- TASK DETAILS
Scan the entries line by line and return those with "outline".

- RECORDS FOR PROCESSING

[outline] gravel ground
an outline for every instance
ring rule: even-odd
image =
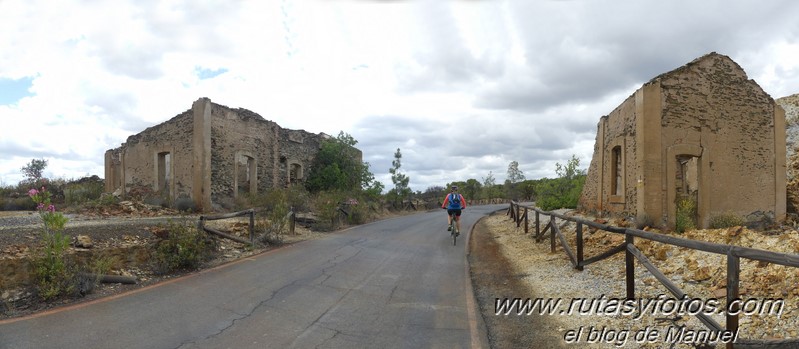
[[[575,309],[584,309],[585,311],[575,311],[571,315],[560,312],[556,312],[555,315],[527,315],[524,311],[522,311],[523,315],[516,315],[519,313],[518,308],[514,308],[516,311],[508,312],[509,315],[496,315],[496,312],[486,312],[484,309],[487,324],[490,324],[491,320],[500,325],[507,324],[511,322],[507,319],[514,317],[529,318],[526,321],[531,324],[543,319],[543,322],[549,324],[550,330],[556,331],[556,333],[549,333],[545,338],[558,338],[559,343],[531,342],[535,343],[532,347],[537,347],[536,345],[541,343],[557,347],[557,345],[566,345],[567,342],[571,342],[569,347],[580,348],[724,347],[723,345],[699,346],[695,344],[672,346],[671,343],[665,341],[665,337],[676,333],[680,326],[685,326],[687,330],[705,330],[704,325],[693,316],[677,316],[663,311],[659,314],[648,312],[639,318],[636,314],[608,311],[613,310],[606,306],[612,304],[611,299],[621,301],[626,295],[623,253],[589,265],[584,271],[578,271],[571,266],[568,256],[560,246],[555,253],[551,253],[548,240],[541,243],[534,242],[530,235],[524,235],[523,228],[516,228],[516,225],[506,215],[498,214],[487,217],[482,223],[487,227],[486,238],[493,240],[499,246],[502,255],[509,261],[508,269],[511,271],[505,272],[505,275],[508,275],[509,281],[518,282],[521,285],[512,293],[498,293],[496,297],[560,299],[563,305],[557,308],[559,310],[566,309],[567,304],[571,302],[580,302],[575,300],[586,300],[583,303],[575,303],[578,305]],[[565,226],[562,231],[570,238],[569,243],[574,249],[574,227]],[[756,248],[783,252],[789,252],[792,249],[796,251],[795,246],[799,246],[795,245],[795,241],[799,241],[799,233],[795,231],[764,234],[739,228],[729,231],[698,231],[684,234],[683,237],[711,241],[714,239],[730,240],[728,233],[736,231],[738,233],[732,240],[741,245],[749,244]],[[623,237],[618,234],[602,231],[587,233],[585,255],[586,257],[596,255],[621,242],[623,242]],[[719,298],[724,306],[723,296],[719,297],[714,294],[719,289],[723,290],[723,284],[720,281],[724,280],[726,275],[723,256],[697,253],[693,250],[664,246],[659,243],[637,241],[636,245],[691,298],[696,297],[702,300]],[[758,317],[742,316],[738,338],[799,338],[797,336],[797,330],[799,330],[799,310],[797,310],[799,309],[799,270],[774,265],[759,265],[753,262],[743,262],[741,268],[743,298],[783,298],[785,306],[781,316],[773,314]],[[660,295],[673,298],[641,264],[636,263],[636,298],[641,300],[658,299]],[[493,302],[494,299],[489,299],[489,301]],[[599,306],[600,303],[605,306]],[[661,304],[664,303],[661,302]],[[593,307],[591,307],[592,305]],[[483,306],[486,308],[485,304]],[[493,310],[493,306],[493,303],[490,304],[488,308],[491,309],[489,310]],[[620,309],[620,307],[616,308]],[[605,309],[610,314],[597,314],[597,309]],[[722,315],[716,315],[713,318],[724,326],[725,320]],[[542,327],[528,327],[530,331],[536,329],[546,330]],[[592,338],[592,335],[596,337],[597,334],[603,334],[604,337]],[[636,334],[640,336],[648,334],[653,337],[650,339],[640,337],[636,340]],[[522,343],[522,345],[524,344]],[[513,345],[513,347],[515,346]],[[500,344],[496,347],[511,346]]]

- REPLY
[outline] gravel ground
an outline for every instance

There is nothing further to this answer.